### Excerpt
+---+

Rebecca Kilburn, a researcher with the University of New Mexico, presented 2023 Youth Risk Survey (YRS) results for Central Consolidated Schools on behalf of a UNM team and tribal partners.
The presentation showed higher-than-average participation in the district (about 67% middle school, 71% high school) and statistical differences from state figures in both positive and concerning areas, including lower rates of texting while driving and early alcohol initiation, and higher rates of any tobacco use and overweight/obesity.
Kilburn told the school board the statewide YRS is conducted every two years and that the UNM team and collaborators — including the Navajo Nation Health Education Program and the Shiprock Health Education Office — deliver district-specific reports to superintendents for local planning. "The YRS is conducted every other year and it's a survey of middle school and high school students," Kilburn said. She said the district report is only available with the superintendent's permission and that individual student responses remain anonymous.

+---+

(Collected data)
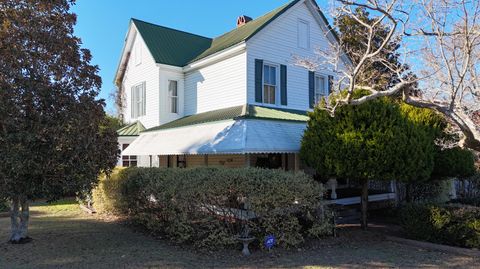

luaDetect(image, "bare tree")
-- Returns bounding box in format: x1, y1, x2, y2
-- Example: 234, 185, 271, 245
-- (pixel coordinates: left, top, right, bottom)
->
294, 0, 480, 151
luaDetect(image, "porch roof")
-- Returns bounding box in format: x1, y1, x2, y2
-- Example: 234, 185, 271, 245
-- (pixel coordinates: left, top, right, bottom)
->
122, 118, 306, 156
145, 105, 308, 132
117, 121, 145, 136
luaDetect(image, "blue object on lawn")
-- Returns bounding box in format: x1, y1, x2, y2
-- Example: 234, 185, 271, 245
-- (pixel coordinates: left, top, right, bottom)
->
265, 235, 275, 250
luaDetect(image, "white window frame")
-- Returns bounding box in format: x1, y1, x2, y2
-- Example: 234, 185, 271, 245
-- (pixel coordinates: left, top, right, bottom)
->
297, 19, 310, 50
122, 144, 138, 167
167, 79, 178, 114
262, 61, 280, 106
314, 74, 328, 104
130, 81, 147, 119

+---+

### Exercise requirements
- A) Can you condense the paragraph of the Youth Risk Survey article that begins "Kilburn told the school board" into a short list of its main facts?
- B) Could you go on with the Youth Risk Survey article, picking up after its last sentence?

### Answers
- A)
- The statewide Youth Risk Survey of middle and high school students is conducted every other year.
- The UNM team and its collaborators, including the Navajo Nation Health Education Program and the Shiprock Health Education Office, deliver district-specific reports to superintendents for local planning.
- A district's report is available only with the superintendent's permission.
- Individual student responses remain anonymous.

- B)
The presentation, supported by local health educators, included these district-specific findings: nearly 700 middle school respondents and about 964 high school respondents participated from the district; the district’s middle-school response rate (67%) exceeded the state middle-school response rate (60%), and the district’s high-school response rate (71%) exceeded the state (56%). Kilburn noted Central Consolidated had statistically significantly lower rates than the state on several measures — fewer students texting while driving, fewer high-school students skipping school because of safety concerns, fewer students reporting unfair treatment because of race or ethnicity, lower rates of drinking before age 13 (about 12% vs. 16% statewide) and essentially no reports of high-intensity drinking (10+ drinks on an occasion) compared with about 2% statewide.
At the same time, presenters flagged higher rates of any tobacco use — with vaping identified as the primary driver — and a higher share of students who are overweight or obese than the state average. Kilburn emphasized that most of the roughly 100 high-school questions and 80 middle-school questions did not show statistical differences from the state; she highlighted only those areas that were statistically different.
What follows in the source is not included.